**Try it**
Show all lines from the data that include the word "cloud".

Start of Data supplied

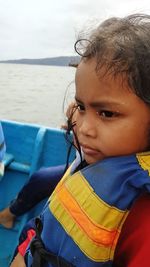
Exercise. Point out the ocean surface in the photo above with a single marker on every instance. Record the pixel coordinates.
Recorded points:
(35, 93)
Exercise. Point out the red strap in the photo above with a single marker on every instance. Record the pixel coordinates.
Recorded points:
(23, 246)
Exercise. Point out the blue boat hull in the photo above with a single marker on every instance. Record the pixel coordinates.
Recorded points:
(29, 147)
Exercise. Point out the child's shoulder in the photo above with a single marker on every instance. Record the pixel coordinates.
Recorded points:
(134, 242)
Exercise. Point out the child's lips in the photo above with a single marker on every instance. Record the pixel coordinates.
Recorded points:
(88, 150)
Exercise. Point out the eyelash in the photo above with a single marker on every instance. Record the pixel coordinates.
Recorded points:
(102, 113)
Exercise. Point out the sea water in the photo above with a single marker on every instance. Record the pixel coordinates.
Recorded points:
(35, 93)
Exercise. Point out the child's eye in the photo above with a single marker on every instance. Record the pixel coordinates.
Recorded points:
(107, 114)
(80, 107)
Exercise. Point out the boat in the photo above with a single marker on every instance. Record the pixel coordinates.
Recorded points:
(28, 148)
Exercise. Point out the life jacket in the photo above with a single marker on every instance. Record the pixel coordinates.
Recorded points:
(85, 214)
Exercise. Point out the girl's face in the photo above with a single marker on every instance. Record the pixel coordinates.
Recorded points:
(111, 119)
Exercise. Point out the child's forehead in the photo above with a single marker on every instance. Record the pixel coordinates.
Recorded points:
(87, 70)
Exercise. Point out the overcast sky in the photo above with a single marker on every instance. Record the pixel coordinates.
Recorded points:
(48, 28)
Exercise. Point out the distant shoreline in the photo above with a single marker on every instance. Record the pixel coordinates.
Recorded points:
(53, 61)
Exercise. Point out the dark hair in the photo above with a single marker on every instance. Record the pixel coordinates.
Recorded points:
(122, 45)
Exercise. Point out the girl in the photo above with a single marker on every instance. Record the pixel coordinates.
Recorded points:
(84, 217)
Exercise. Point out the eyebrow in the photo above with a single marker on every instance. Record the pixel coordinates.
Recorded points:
(101, 104)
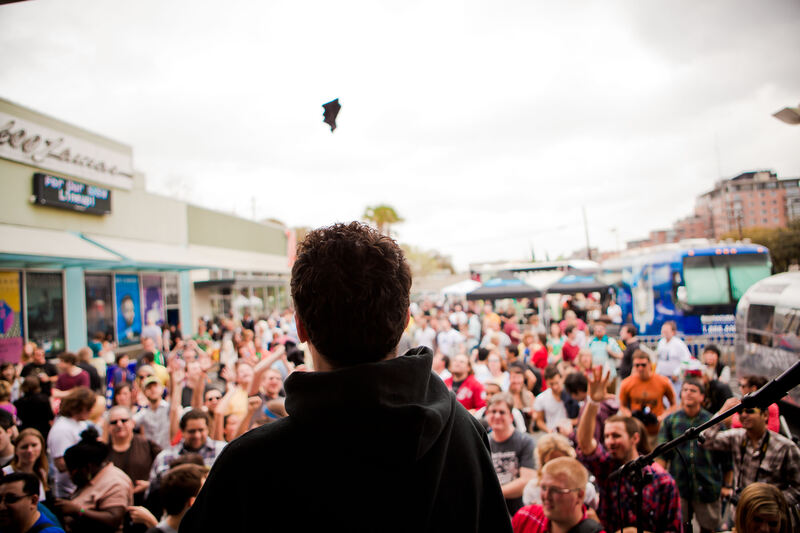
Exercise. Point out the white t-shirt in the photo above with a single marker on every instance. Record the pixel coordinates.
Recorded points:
(65, 433)
(554, 410)
(670, 356)
(449, 341)
(425, 337)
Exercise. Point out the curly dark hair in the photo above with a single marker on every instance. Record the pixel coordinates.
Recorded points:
(87, 451)
(78, 400)
(350, 286)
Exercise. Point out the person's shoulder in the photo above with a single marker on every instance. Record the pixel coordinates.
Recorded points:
(277, 434)
(663, 381)
(782, 440)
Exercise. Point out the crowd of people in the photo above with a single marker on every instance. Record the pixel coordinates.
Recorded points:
(599, 400)
(105, 441)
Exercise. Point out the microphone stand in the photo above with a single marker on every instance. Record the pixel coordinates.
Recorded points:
(762, 398)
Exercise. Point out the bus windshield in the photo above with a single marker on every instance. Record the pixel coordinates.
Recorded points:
(721, 280)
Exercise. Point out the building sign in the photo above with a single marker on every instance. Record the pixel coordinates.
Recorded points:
(29, 143)
(69, 194)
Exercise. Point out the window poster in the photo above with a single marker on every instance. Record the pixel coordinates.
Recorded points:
(45, 307)
(129, 310)
(99, 306)
(153, 299)
(10, 318)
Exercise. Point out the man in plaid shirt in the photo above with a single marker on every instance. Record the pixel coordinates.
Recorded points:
(660, 498)
(758, 453)
(698, 472)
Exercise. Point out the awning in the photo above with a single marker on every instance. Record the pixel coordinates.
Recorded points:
(24, 247)
(499, 289)
(574, 282)
(149, 255)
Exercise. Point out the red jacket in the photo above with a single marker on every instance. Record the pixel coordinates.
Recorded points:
(470, 394)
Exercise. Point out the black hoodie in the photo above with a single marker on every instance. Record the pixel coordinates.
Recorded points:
(375, 447)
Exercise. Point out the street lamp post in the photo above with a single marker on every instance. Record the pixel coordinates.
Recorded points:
(789, 115)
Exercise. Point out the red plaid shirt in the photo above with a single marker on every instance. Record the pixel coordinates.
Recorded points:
(531, 519)
(661, 504)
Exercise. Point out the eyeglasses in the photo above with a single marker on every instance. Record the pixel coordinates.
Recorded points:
(10, 498)
(546, 488)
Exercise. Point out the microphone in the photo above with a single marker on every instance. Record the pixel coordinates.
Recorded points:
(774, 390)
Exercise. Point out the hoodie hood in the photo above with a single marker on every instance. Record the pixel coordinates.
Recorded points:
(397, 407)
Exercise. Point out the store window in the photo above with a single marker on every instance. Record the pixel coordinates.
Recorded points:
(44, 298)
(129, 309)
(10, 317)
(153, 298)
(172, 298)
(99, 306)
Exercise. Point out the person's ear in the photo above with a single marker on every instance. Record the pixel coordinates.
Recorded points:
(302, 334)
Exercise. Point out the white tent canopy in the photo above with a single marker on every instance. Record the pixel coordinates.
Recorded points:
(461, 288)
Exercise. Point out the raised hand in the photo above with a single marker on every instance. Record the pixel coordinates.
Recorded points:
(598, 381)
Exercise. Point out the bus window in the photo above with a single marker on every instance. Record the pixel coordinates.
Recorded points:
(760, 324)
(706, 281)
(745, 271)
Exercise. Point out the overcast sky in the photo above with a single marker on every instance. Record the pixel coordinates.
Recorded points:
(487, 125)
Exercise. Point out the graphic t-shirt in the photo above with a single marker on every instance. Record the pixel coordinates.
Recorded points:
(508, 457)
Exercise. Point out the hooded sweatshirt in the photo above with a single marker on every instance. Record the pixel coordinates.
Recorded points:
(374, 447)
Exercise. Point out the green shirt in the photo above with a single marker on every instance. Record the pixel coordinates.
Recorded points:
(699, 476)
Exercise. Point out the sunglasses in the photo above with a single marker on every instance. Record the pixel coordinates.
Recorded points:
(546, 488)
(10, 498)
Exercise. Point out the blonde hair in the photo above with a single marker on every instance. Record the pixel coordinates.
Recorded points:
(550, 443)
(41, 465)
(570, 468)
(761, 498)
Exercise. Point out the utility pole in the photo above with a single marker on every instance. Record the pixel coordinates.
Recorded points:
(586, 231)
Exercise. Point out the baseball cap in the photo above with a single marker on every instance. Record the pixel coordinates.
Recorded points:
(149, 380)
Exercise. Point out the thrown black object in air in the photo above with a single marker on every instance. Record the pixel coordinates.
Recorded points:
(331, 110)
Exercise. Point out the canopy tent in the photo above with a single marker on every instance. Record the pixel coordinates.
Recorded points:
(575, 282)
(499, 288)
(460, 289)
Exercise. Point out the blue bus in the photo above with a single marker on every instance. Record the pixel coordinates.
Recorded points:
(695, 283)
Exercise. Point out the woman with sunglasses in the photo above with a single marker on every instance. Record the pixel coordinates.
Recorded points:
(30, 456)
(131, 453)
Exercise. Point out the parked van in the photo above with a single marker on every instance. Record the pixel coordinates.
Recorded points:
(768, 334)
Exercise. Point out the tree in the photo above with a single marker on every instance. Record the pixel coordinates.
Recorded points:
(382, 216)
(783, 243)
(425, 262)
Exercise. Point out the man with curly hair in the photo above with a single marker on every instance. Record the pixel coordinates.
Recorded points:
(374, 441)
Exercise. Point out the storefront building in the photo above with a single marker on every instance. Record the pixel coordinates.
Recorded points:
(84, 249)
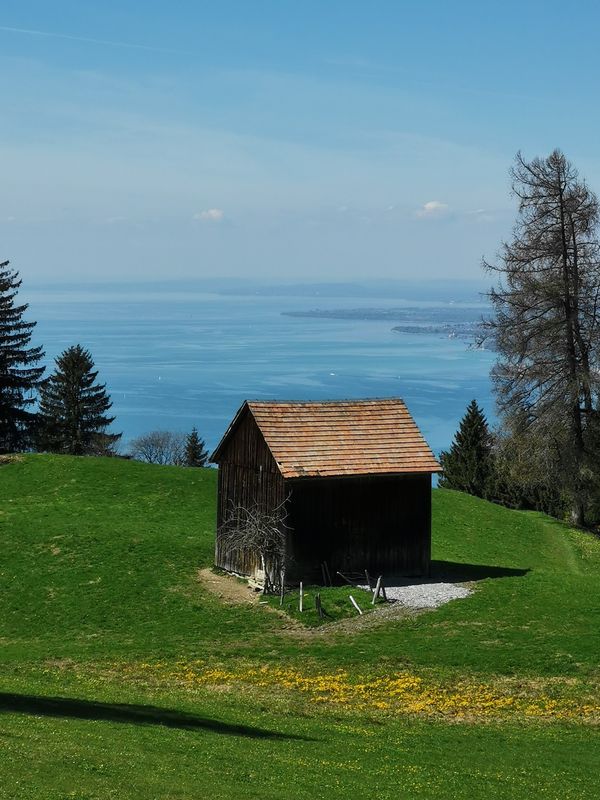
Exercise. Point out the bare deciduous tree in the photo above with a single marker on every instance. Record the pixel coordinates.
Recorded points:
(159, 447)
(546, 321)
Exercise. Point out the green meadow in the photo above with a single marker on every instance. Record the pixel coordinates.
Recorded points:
(123, 676)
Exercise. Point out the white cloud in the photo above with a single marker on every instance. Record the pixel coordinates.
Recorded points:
(481, 215)
(210, 215)
(432, 208)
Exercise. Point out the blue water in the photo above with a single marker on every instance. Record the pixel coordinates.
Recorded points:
(173, 359)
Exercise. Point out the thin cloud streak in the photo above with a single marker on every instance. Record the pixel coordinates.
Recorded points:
(87, 40)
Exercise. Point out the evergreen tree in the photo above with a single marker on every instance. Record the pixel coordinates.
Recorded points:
(468, 465)
(19, 377)
(73, 408)
(195, 453)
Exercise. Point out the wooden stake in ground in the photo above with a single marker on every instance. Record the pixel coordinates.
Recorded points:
(355, 604)
(318, 605)
(376, 592)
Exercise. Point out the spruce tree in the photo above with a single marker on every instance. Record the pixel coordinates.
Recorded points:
(195, 453)
(19, 375)
(73, 408)
(468, 465)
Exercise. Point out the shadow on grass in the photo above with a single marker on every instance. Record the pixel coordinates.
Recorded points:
(462, 573)
(69, 708)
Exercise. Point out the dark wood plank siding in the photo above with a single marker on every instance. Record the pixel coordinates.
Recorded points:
(248, 476)
(379, 523)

End of Data supplied

**Answer to this task**
Exercise. Point out the white cloud in the photo above with a single marker on every instance. Record the pixel coordinates.
Exercise. Point out the thin cloud streak in the photo above with a single marker on every instance. Record the pixel coordinates.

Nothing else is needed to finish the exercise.